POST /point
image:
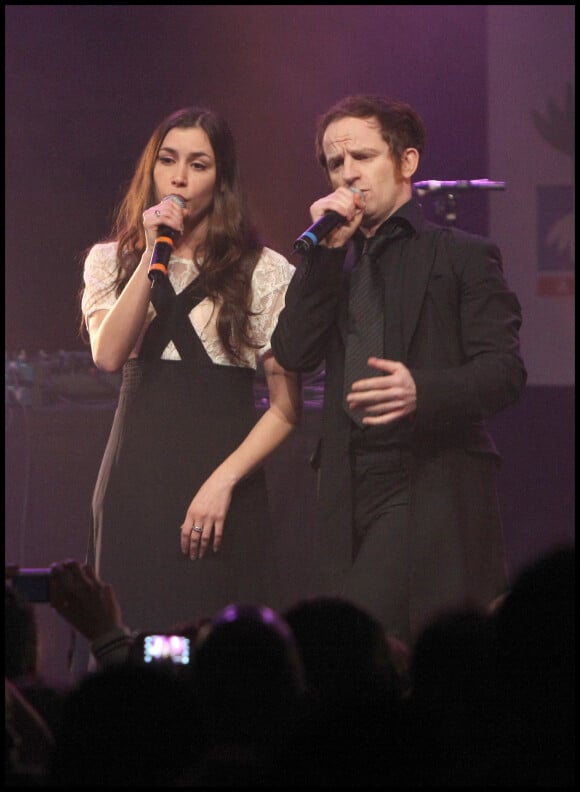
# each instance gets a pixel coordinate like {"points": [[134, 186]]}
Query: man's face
{"points": [[357, 156]]}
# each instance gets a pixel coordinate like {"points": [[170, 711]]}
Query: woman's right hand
{"points": [[167, 212]]}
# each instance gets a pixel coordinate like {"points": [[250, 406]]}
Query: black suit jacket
{"points": [[461, 343]]}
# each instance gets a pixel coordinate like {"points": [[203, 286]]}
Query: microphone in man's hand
{"points": [[320, 229], [164, 244]]}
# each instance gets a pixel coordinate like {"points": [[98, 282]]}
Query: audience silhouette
{"points": [[315, 696]]}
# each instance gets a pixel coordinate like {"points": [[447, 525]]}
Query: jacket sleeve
{"points": [[300, 339], [490, 373]]}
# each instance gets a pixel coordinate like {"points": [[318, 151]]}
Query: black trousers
{"points": [[378, 580]]}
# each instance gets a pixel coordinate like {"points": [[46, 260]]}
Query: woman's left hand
{"points": [[204, 520]]}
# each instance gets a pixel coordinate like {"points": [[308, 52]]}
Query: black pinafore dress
{"points": [[175, 422]]}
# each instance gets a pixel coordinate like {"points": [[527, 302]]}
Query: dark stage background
{"points": [[86, 85]]}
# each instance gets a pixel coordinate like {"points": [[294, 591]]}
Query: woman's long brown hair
{"points": [[232, 247]]}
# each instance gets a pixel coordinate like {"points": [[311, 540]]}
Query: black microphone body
{"points": [[164, 244], [320, 229]]}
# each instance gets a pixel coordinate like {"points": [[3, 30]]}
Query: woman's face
{"points": [[186, 167]]}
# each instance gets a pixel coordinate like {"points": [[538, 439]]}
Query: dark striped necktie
{"points": [[365, 331]]}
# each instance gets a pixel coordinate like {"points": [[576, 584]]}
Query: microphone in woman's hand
{"points": [[164, 244]]}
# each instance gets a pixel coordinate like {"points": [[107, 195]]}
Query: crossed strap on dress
{"points": [[172, 322]]}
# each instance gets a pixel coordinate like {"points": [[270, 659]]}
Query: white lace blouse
{"points": [[269, 282]]}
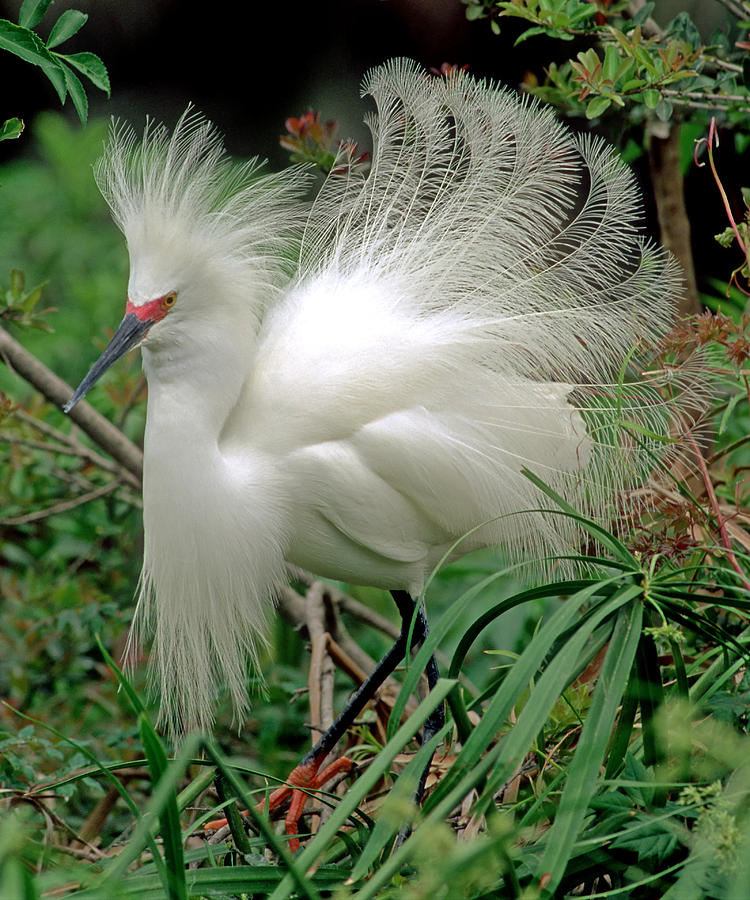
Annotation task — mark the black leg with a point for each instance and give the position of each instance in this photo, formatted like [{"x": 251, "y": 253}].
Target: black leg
[{"x": 384, "y": 668}]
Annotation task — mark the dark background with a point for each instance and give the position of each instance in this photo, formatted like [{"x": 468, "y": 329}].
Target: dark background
[{"x": 248, "y": 66}]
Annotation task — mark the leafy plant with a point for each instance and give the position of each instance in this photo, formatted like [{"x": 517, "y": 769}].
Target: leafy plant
[{"x": 62, "y": 69}]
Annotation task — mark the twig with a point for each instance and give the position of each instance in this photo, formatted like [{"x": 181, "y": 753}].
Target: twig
[
  {"x": 99, "y": 429},
  {"x": 62, "y": 506},
  {"x": 320, "y": 678},
  {"x": 705, "y": 95},
  {"x": 76, "y": 447}
]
···
Your goal — I need each line of the entries that holds the string "position" located and copied.

Solution below —
Annotation task — mark the black leg with a point for each instance and give the position of each instance in this photo, formatted like [{"x": 251, "y": 253}].
Annotation task — mark the dark background with a point for each instance and give the position of each instance in this photo, formatted like [{"x": 468, "y": 329}].
Annotation task — mark the leafy plant with a point for each instance and give the position of each instance in this photo, formatted like [{"x": 517, "y": 769}].
Annotation task — mark the twig with a point for each instance and give the position of each instance in this photo, formatted like [{"x": 181, "y": 753}].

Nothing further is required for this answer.